WHAT THE TASK REQUIRES
Scan the records for the string "field" and copy every line that holds it.

┄┄┄┄┄┄┄┄┄┄

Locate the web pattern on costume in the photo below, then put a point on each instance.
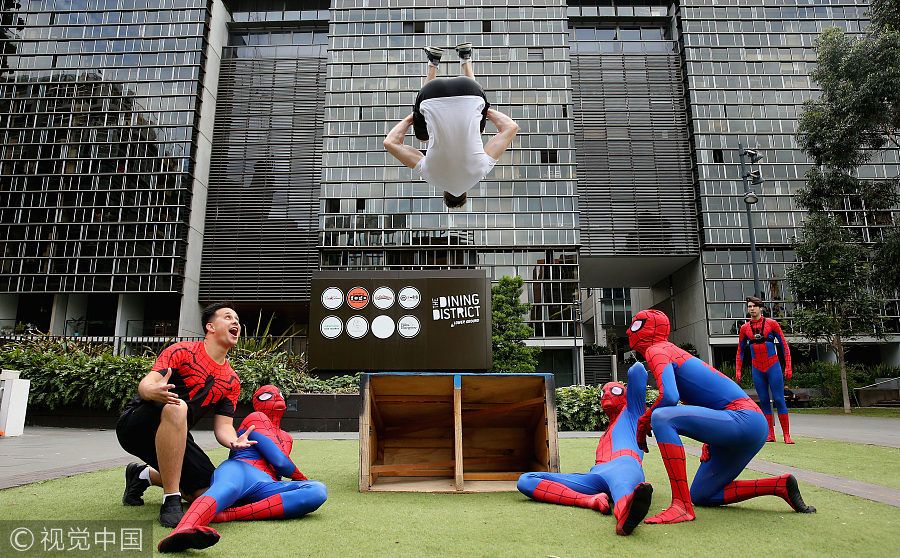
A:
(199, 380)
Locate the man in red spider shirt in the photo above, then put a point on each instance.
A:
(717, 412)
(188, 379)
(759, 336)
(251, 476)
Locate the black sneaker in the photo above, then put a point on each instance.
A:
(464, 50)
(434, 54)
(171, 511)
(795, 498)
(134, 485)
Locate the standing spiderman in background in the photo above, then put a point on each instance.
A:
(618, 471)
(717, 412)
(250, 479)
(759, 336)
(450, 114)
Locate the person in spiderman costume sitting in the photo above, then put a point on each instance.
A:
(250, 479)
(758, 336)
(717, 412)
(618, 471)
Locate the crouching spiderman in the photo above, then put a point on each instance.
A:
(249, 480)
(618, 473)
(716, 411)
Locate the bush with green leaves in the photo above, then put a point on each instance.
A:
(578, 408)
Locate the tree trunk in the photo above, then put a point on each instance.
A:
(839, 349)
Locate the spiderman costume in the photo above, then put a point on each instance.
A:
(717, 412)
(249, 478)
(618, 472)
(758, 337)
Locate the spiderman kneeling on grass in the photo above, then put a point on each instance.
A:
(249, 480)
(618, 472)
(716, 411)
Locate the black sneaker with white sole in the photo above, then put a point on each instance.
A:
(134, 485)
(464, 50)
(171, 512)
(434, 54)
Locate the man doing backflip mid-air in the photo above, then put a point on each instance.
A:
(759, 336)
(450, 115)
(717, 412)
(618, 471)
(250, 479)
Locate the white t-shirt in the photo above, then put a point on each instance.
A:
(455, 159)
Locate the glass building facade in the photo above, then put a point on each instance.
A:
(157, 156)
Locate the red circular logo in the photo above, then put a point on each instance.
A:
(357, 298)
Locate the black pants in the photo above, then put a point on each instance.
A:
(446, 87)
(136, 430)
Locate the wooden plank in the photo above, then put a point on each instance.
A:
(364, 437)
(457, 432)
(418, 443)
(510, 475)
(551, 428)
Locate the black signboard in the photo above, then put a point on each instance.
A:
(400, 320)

┄┄┄┄┄┄┄┄┄┄

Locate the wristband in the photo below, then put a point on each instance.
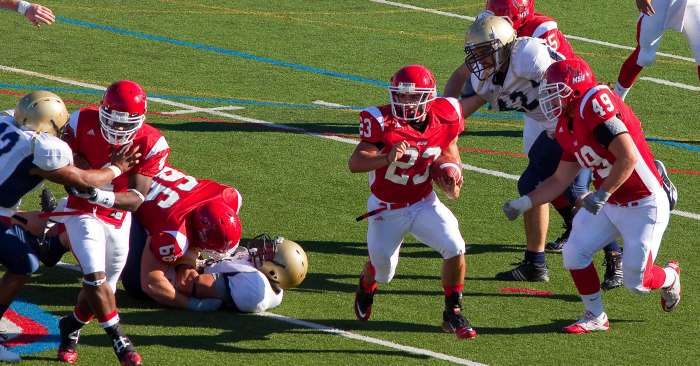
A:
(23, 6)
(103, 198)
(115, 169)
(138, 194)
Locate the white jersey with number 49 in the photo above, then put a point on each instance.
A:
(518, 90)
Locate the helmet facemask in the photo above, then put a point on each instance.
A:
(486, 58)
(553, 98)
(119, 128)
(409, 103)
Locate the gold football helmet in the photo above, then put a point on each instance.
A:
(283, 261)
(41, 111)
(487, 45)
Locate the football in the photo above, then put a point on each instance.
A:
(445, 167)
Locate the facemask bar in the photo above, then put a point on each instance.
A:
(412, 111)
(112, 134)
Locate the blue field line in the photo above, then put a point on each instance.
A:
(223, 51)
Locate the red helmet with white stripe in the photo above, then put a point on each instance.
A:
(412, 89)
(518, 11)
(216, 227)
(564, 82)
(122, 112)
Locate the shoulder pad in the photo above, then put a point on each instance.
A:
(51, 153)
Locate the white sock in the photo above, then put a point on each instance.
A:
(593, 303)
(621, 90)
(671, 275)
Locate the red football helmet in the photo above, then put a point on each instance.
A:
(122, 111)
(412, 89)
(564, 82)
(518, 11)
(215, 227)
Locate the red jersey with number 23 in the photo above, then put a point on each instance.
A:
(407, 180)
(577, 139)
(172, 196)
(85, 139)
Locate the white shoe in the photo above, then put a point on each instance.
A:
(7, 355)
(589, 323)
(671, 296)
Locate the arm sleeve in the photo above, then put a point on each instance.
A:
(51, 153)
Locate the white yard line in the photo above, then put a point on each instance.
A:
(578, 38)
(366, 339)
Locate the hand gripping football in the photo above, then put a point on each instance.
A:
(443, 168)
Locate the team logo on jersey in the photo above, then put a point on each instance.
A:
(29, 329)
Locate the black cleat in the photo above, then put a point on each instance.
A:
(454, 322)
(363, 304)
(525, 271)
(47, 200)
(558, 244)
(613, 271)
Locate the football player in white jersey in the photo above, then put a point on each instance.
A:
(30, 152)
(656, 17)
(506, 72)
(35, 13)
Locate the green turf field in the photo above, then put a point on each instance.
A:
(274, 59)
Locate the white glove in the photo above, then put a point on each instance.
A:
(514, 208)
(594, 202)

┄┄┄┄┄┄┄┄┄┄

REPLY TO THE TASK
Locate the blue field line in the photo above, then put a point on each instance.
Locate the green turf field in the photo above, then put a point on each instance.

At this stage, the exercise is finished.